▶ _Texte source_:

-=-=-

L'exception fiscale québécoise : un contrat social à la croisée des chemins

Rédigé le 27/10/2025
Mario Brisebois


Chaque année, au moment de produire leur double déclaration de revenus — une unique bureaucratie au pays —, les Québécois ressentent ce mélange familier de fierté et de vertige. La fierté d'appartenir à une société distincte, et le vertige de constater, année après année, que le Québec demeure l'endroit en Amérique du Nord où la main de l'État est la plus lourde.

Les chiffres sont têtus et alimentent régulièrement les palmarès de l'Institut Fraser ou les colonnes financières : le Québec est le champion canadien de la taxation. Avec un taux d'imposition marginal combiné dépassant les 53 % pour les hauts salariés et des taxes à la consommation frôlant les 15 %, la province se situe bien au-delà de la moyenne canadienne, et à des années-lumière de l'Alberta.

Pourtant, limiter l'analyse à la simple ligne « impôt à payer » relève de la myopie économique. Pour comprendre la réalité fiscale du Québec, il faut regarder ce qui sort de nos poches, mais aussi ce qui n'a pas besoin d'en sortir.

Le coût de la civilisation ou un frein à la richesse ?

Les études de la Chaire de recherche en fiscalité et en finances publiques de l'Université de Sherbrooke (CFFP) rappellent régulièrement une nuance cruciale : le « salaire social ». Si l'Ontarien garde une plus grande part de sa paie brute, le Québécois, lui, bénéficie de services fortement subventionnés qui, ailleurs, sont facturés à l'utilisateur.

C'est ici que le « modèle québécois » prend tout son sens. L'électricité la moins chère du continent, des garderies à tarif réduit (malgré les listes d'attente), des frais de scolarité universitaires parmi les plus bas et une assurance médicaments publique constituent un retour sur investissement. Pour une famille de la classe moyenne avec deux jeunes enfants, le « revenu disponible » réel au Québec est souvent comparable, voire supérieur, à celui de ses voisins, une fois payées la garde et l'énergie.

En ce sens, la fiscalité québécoise n'est pas un vol, c'est un choix de société. C'est le choix de mutualiser les risques et les coûts, de privilégier l'équité sur la disparité.

-=-=-

(Données recueillies)
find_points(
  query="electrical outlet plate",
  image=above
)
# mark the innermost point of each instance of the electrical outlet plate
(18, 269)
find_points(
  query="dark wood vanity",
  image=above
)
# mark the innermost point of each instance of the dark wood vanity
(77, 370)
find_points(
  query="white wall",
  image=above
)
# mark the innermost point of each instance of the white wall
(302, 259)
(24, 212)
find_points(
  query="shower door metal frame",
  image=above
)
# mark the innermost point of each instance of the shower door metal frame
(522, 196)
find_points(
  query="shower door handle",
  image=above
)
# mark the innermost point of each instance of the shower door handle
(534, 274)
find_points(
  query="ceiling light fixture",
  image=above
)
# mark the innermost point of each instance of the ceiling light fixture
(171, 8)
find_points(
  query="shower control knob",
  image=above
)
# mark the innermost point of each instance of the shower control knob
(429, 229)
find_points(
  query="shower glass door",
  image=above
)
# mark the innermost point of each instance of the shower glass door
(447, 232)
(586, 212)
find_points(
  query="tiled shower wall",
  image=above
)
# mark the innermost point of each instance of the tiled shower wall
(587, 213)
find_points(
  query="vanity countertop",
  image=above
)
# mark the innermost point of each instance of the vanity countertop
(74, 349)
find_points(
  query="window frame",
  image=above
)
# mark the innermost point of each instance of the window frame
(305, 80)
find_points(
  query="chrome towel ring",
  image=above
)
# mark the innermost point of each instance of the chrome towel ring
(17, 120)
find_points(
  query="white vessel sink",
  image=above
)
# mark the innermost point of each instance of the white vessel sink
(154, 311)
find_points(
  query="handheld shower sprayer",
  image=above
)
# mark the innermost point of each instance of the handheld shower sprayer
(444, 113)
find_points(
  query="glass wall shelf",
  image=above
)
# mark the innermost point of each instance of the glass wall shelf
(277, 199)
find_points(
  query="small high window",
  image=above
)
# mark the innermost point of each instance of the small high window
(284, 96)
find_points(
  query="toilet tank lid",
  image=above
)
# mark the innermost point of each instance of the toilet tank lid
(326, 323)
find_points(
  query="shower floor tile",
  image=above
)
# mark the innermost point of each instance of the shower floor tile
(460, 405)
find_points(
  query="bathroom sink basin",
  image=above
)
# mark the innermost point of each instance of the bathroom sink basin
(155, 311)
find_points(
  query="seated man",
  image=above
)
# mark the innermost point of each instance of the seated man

-=-=-

▶ _Consignes de travail_:
[A] D'après le texte sur la fiscalité québécoise, quel seuil le taux d'imposition marginal combiné des hauts salariés dépasse-t-il au Québec ?
[B] Veuillez recopier sans changement le passage du texte sur la fiscalité québécoise qui commence par « Les études de » et se poursuit jusqu'à « garde et l'énergie. ».

▶ _Réponses attendues_:
[A] Il dépasse les 53 %.

[B]
Les études de la Chaire de recherche en fiscalité et en finances publiques de l'Université de Sherbrooke (CFFP) rappellent régulièrement une nuance cruciale : le « salaire social ». Si l'Ontarien garde une plus grande part de sa paie brute, le Québécois, lui, bénéficie de services fortement subventionnés qui, ailleurs, sont facturés à l'utilisateur.

C'est ici que le « modèle québécois » prend tout son sens. L'électricité la moins chère du continent, des garderies à tarif réduit (malgré les listes d'attente), des frais de scolarité universitaires parmi les plus bas et une assurance médicaments publique constituent un retour sur investissement. Pour une famille de la classe moyenne avec deux jeunes enfants, le « revenu disponible » réel au Québec est souvent comparable, voire supérieur, à celui de ses voisins, une fois payées la garde et l'énergie.